Задание :: Повторите дословно строки из записей ниже: от строки, содержащей «Spot the golden», до конца записей включительно.
== Входные данные
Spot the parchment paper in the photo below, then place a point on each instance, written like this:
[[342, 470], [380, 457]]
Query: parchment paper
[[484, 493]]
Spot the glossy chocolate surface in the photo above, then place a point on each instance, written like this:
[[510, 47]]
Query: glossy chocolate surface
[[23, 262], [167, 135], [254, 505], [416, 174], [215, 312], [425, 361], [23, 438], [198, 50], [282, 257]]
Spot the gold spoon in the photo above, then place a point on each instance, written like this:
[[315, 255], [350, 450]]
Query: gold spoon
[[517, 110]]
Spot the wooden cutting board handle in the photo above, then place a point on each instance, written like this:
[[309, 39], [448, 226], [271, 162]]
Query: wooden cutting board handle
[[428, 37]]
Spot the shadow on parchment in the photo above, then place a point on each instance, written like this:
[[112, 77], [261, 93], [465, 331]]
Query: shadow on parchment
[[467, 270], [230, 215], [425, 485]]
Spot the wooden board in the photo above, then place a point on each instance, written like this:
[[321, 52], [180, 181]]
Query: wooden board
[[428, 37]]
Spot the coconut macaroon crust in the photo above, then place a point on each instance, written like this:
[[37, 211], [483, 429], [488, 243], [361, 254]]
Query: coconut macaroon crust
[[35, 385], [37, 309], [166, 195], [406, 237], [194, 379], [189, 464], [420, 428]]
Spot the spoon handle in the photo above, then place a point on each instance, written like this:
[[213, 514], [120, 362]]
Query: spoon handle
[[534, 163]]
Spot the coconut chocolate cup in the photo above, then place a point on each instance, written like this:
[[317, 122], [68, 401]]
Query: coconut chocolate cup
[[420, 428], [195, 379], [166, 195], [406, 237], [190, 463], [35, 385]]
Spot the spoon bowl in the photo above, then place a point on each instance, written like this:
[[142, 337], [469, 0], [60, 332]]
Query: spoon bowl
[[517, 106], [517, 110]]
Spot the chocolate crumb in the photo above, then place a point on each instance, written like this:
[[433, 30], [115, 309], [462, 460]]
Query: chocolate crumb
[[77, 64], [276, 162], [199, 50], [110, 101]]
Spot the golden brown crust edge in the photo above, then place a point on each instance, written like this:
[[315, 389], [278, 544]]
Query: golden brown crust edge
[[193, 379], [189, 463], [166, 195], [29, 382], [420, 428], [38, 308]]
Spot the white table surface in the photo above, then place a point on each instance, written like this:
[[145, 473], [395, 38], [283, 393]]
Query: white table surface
====
Ожидаемый результат ::
Spot the golden brown crust edge in the photo above, then place a point on each instance, written like this:
[[315, 389], [278, 544]]
Query: golden brown crust edge
[[193, 379], [189, 463], [166, 195], [29, 382], [420, 428], [38, 308]]
Spot the white table surface in the photo above, then place a point on each instance, written like this:
[[145, 473], [395, 38], [283, 393]]
Query: white table surface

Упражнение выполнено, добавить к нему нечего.